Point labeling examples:
----
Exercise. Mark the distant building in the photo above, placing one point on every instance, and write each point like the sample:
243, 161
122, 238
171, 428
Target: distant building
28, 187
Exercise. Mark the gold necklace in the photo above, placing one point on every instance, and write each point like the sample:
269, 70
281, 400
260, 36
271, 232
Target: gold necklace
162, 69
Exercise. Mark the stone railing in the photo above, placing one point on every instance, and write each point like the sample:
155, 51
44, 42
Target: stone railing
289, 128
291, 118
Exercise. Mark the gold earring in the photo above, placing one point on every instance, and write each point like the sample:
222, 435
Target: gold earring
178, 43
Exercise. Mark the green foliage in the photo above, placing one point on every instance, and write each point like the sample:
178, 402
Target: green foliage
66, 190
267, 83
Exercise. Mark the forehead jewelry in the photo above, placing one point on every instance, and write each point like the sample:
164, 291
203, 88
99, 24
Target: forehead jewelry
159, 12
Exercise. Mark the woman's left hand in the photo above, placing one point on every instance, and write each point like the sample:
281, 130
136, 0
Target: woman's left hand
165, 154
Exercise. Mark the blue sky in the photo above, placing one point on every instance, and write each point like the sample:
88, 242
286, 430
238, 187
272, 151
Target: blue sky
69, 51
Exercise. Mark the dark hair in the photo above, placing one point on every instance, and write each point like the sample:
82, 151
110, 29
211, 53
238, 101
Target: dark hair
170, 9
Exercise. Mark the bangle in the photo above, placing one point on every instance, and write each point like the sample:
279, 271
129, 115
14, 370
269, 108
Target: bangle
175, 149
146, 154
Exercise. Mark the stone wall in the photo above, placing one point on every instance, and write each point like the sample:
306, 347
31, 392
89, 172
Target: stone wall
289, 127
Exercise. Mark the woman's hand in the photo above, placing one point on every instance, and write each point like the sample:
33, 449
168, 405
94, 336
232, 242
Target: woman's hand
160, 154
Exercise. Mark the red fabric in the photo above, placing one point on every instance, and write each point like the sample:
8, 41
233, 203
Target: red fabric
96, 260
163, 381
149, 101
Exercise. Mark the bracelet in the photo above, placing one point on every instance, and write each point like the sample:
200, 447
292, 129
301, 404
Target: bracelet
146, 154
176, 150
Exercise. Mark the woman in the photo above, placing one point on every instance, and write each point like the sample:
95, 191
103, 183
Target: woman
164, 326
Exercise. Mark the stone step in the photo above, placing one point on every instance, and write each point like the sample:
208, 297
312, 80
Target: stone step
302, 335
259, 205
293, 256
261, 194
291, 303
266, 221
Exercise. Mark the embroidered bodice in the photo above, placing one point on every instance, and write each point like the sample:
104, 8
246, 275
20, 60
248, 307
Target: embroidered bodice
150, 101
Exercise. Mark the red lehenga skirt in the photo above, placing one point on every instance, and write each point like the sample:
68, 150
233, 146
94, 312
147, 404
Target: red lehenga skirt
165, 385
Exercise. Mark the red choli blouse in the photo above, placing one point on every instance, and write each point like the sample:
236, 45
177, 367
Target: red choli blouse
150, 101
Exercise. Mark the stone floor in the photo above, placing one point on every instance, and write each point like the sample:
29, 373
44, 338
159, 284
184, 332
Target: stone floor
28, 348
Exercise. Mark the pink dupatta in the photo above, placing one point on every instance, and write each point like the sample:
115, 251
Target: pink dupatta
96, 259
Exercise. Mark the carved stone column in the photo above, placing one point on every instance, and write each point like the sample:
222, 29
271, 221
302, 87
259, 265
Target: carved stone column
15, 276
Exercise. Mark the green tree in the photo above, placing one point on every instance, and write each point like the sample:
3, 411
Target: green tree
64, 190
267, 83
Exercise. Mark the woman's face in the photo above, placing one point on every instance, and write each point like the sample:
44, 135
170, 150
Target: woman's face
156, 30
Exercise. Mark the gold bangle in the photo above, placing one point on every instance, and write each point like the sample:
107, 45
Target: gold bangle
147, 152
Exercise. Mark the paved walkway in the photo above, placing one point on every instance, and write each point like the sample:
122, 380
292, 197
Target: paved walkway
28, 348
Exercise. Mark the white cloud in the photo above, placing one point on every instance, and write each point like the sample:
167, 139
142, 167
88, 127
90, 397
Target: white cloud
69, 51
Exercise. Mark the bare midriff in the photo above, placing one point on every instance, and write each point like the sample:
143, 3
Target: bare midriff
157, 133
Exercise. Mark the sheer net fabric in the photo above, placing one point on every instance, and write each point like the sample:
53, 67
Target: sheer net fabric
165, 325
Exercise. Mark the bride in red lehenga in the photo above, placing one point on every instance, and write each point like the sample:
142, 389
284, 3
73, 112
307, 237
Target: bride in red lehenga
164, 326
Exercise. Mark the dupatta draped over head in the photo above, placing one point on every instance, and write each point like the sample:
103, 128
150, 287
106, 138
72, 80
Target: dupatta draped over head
----
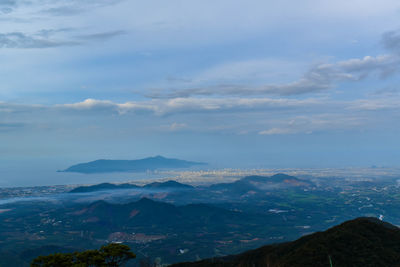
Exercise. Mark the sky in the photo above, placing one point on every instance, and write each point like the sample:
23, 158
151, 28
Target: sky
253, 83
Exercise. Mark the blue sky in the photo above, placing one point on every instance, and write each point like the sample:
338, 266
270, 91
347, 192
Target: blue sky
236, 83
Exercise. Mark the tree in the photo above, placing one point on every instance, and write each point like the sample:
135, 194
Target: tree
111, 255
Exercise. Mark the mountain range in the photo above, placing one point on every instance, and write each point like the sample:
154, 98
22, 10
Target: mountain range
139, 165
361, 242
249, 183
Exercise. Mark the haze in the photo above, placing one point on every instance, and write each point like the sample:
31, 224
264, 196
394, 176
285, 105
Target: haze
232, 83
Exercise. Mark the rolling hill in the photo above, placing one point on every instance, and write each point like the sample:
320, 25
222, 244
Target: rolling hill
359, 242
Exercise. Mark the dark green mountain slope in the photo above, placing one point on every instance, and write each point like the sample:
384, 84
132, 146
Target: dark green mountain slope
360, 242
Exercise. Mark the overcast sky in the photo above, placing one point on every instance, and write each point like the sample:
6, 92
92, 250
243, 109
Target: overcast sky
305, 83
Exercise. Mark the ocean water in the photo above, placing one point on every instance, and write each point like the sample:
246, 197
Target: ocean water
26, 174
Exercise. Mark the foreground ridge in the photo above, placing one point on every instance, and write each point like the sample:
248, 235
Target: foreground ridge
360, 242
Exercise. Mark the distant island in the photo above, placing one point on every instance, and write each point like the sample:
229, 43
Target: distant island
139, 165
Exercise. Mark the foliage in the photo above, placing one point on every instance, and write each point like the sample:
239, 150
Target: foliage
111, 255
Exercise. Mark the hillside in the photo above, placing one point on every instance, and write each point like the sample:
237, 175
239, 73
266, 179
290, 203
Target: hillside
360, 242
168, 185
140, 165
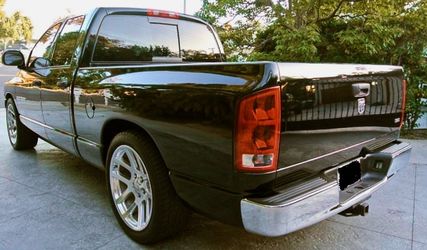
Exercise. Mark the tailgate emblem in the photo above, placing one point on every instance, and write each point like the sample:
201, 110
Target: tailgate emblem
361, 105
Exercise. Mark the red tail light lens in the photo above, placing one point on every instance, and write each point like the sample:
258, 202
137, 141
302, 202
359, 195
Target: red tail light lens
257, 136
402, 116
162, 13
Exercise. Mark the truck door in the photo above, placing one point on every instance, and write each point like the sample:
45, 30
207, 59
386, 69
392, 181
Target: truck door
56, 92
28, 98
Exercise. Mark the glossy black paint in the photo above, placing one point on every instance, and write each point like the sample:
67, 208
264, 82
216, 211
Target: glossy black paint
----
### GIVEN REQUEST:
Pull out each line above that contains the word "floor".

### TASK RESULT:
Exercise. Mark the stone floor in the photo above, placing one point on every instance, and write each point like the sample:
Target: stone floor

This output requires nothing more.